::: RECORD LIST

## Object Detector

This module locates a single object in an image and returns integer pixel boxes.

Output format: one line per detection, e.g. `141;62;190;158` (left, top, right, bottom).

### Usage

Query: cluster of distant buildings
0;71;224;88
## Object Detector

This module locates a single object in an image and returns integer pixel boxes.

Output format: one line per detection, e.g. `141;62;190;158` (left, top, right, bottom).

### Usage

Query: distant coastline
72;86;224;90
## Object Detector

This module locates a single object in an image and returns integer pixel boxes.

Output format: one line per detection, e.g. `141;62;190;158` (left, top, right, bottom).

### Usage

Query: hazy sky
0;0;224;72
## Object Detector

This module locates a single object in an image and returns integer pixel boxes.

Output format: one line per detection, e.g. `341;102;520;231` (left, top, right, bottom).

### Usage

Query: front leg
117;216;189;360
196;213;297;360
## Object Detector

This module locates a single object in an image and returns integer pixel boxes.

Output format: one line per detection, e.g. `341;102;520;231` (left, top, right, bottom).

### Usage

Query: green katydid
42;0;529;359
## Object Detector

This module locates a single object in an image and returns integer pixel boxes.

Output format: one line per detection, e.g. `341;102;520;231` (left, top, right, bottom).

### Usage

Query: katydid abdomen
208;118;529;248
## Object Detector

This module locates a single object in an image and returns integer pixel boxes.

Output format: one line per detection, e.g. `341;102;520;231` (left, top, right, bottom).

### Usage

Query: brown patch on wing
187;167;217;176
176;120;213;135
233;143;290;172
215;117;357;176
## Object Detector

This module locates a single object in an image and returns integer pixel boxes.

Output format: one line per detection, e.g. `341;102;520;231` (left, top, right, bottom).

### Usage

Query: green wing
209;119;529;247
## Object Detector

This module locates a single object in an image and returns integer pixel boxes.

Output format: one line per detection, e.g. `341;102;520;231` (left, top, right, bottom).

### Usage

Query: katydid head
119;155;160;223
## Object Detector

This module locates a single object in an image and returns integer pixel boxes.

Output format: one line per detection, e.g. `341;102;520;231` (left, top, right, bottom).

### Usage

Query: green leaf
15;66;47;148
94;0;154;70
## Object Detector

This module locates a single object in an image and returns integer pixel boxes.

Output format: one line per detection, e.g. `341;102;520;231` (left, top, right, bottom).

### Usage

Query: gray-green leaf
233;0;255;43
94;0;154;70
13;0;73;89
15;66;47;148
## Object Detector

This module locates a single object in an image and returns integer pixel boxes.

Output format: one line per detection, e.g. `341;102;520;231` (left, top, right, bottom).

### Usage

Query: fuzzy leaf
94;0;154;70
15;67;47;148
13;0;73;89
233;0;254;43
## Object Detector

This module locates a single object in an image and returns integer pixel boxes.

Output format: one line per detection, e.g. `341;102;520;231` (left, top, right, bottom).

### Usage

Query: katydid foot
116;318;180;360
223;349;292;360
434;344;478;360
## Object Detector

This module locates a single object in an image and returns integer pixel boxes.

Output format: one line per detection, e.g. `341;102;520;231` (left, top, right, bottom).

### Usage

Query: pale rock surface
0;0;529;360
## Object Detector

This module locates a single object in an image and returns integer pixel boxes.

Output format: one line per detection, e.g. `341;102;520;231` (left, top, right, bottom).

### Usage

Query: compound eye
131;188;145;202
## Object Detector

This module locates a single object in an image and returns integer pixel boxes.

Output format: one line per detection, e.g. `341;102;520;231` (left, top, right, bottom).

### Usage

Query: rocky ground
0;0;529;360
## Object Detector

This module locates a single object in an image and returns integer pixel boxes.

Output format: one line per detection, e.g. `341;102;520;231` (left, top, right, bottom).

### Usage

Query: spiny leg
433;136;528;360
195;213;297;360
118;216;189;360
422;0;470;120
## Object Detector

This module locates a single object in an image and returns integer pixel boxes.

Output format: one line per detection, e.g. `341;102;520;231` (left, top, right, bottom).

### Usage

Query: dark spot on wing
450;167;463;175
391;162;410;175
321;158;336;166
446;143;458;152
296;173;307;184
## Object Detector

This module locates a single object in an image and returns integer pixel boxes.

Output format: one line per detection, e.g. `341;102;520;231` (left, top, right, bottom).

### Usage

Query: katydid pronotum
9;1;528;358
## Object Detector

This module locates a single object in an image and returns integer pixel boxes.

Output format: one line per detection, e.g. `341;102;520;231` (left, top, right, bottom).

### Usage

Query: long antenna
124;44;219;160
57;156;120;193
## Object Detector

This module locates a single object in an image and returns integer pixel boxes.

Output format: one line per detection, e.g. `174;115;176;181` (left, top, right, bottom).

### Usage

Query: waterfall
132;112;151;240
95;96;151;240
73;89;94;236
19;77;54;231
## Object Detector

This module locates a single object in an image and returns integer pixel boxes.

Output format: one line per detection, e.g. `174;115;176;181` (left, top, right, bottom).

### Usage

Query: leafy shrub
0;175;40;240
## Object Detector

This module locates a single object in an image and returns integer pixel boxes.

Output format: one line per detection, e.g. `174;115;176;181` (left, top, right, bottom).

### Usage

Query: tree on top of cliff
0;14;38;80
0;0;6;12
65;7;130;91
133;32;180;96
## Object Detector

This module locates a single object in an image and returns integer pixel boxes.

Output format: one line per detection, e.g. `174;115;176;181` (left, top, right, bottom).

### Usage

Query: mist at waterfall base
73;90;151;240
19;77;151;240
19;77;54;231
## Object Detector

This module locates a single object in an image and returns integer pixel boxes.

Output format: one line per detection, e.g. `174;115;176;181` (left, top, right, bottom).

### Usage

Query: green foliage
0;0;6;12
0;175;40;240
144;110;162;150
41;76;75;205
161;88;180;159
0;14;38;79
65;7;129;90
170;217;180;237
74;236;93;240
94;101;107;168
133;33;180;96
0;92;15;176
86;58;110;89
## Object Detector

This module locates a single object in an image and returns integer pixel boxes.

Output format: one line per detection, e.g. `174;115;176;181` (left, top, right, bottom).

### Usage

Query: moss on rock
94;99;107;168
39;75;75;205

::::::

* [REQUIREMENTS]: Reproduce the entries above in full, verbatim.

* [TASK OUTPUT]:
## Object Detector

This module locates a single object in an image and returns integer pixel boxes.

Output format: one line per detection, e.g. `141;62;190;158` (left, top, right, bottom).

### Usage

Query: cluster of distant buildings
0;71;224;88
## Object Detector

This module locates a single object in an image and returns integer pixel boxes.

Output format: one line per detection, e.g. `141;62;190;158` (left, top, right, bottom).

### Usage

Query: distant coastline
72;86;224;90
## Object Detector

This module locates a single object in an image and returns integer pixel boxes.

Output format: one line per detection, e.g. `141;62;190;158` (left, top, right, bottom).

### Usage

Query: hazy sky
0;0;224;72
## Object Detector

This module locates a single object in an image and returns integer pixel boxes.

Output format: one line per detection, e.g. `341;102;520;231` (left, top, right, bottom).

### Usage

Query: front leg
117;216;189;360
196;213;297;360
## Object Detector

This module locates a single object in an image and returns integer pixel boxes.

Output format: one line per detection, e.g. `341;102;520;231` (left, top, right, bottom).

### Usage

Query: green katydid
42;0;529;359
## Object Detector

This module locates a single object in an image and returns integer pixel boxes.

Output format: one line per detection, e.g. `341;102;520;231` (left, top, right, bottom).

### Usage

Query: katydid abdomen
208;118;529;248
## Object Detector

This module locates a single object in an image and returns integer pixel boxes.

Output format: one line per detection, e.g. `341;102;520;231` (left, top, right, bottom).

### Usage

Query: brown patch on wing
187;167;217;176
176;120;213;135
233;143;290;172
215;117;357;176
## Object Detector

This module locates a single object in an image and returns integer pixel boxes.

Output format: one line per detection, e.g. `341;102;520;231` (left, top, right, bottom).

### Usage

Query: green wing
209;119;529;247
## Object Detector

This module locates a single object in an image and returns integer pixel boxes.

Output format: one line per detection, e.g. `341;102;520;231` (left, top, right, bottom).

### Usage

Query: katydid head
119;155;160;223
## Object Detector

This module locates a single object in an image and returns integer pixel boxes.

Output format: one line per detection, e.g. `341;102;520;231` (left, top, right, bottom).

### Usage

Query: green leaf
15;66;47;148
94;0;154;70
## Object Detector

This module locates a single object in an image and returns integer pixel boxes.

Output format: one line per detection, e.g. `341;102;520;231` (left, top, right, bottom).

### Usage

Query: gray-green leaf
233;0;255;43
94;0;154;70
13;0;73;89
15;66;47;148
## Object Detector

This module locates a single object in an image and returns integer pixel boxes.

Output format: one line per detection, e.g. `341;102;520;231` (left, top, right, bottom).

### Usage

Query: fuzzy leaf
94;0;154;70
15;67;47;148
13;0;73;89
233;0;254;43
## Object Detector

This module locates a single object in an image and returns integer pixel boxes.

Output format: one line per detection, e.g. `341;102;520;231` (left, top, right, bottom).

### Usage

Query: katydid foot
116;318;180;360
223;349;292;360
434;344;478;360
## Object Detector

This module locates a single object in an image and returns integer pixel boxes.

Output format: one line per detection, e.g. `341;102;520;231` (left, top, right, bottom).

### Usage

Query: pale rock surface
0;0;529;360
## Object Detector

This module locates a single object in an image and returns integer pixel boxes.

Output format: one line per detection, e.g. `341;102;520;231` (left, top, right, bottom).

### Usage

Query: compound eye
131;188;145;202
## Object Detector

This module locates a single object in an image and returns integer pixel boxes.

Output format: one line per detection, e.g. `341;102;520;231` (left, top, right, bottom).

### Usage

Query: rocky ground
0;0;529;360
## Object Detector

This module locates a single object in an image and returns integer pixel boxes.

Output format: one line per detection, e.g. `341;102;520;231` (left, top, right, bottom).

### Usage

Query: spiny leg
433;136;528;360
195;213;297;360
118;216;189;360
422;0;470;120
## Object Detector

This module locates a single object in an image and returns integer pixel boxes.

Output format: one line per detection, e.g. `341;102;520;231` (left, top, right, bottom).

### Usage

Query: dark spot on wing
450;167;463;175
391;162;410;175
321;158;336;166
446;143;458;152
296;173;307;184
## Object Detector

This module locates a single object in an image and returns integer pixel boxes.

Output format: one line per detection, e.g. `341;102;520;231` (left, top, right, bottom).

### Usage

Query: katydid pronotum
9;1;528;358
## Object Detector

This module locates a single object in an image and returns integer pixel boxes.

Output format: one line per detection, e.g. `341;102;520;231` (left, top, right, bottom).

### Usage

Query: long antenna
124;44;219;160
57;156;120;193
## Object Detector

This module locates a single object in an image and returns integer pixel boxes.

Output format: one line per detection, e.g. `174;115;176;181` (left, top, right, bottom).

### Usage

Query: waterfall
132;112;151;240
95;96;151;240
73;89;94;236
19;77;54;231
## Object Detector

This module locates a single object in an image and returns integer pixel boxes.

Output format: one line per detection, e.g. `174;115;176;181` (left, top, right, bottom).

### Usage

Query: leafy shrub
0;175;40;240
## Object Detector

This module locates a single object in an image and returns integer pixel boxes.

Output format: one line per detection, e.g. `174;115;176;181` (left, top, right, bottom).

### Usage

Query: tree on top of cliff
0;14;38;80
0;0;6;12
65;7;130;91
133;32;180;96
## Object Detector

This module locates a single object in an image and returns integer pixel boxes.

Output format: one line per detection, e.g. `174;115;176;181` (left, top, right, bottom).

### Usage

Query: mist at waterfall base
73;90;151;240
19;77;151;240
19;77;54;231
## Object Detector

This module locates a single object in an image and returns integer pixel boxes.

Output format: one line per detection, e.g. `174;115;176;181` (left, top, right, bottom).

### Usage

Query: green foliage
0;0;6;12
0;175;40;240
144;110;162;150
41;76;75;205
161;88;180;159
0;14;38;79
65;7;129;90
170;217;180;237
74;236;93;240
94;101;107;168
133;33;180;96
0;92;15;176
86;58;110;89
## Object Detector

This module locates a single object in an image and returns integer pixel boxes.

Output format: one line per detection, e.g. `174;115;176;181` (left, top, right, bottom).

### Usage

Query: moss on rock
94;99;107;168
39;75;75;205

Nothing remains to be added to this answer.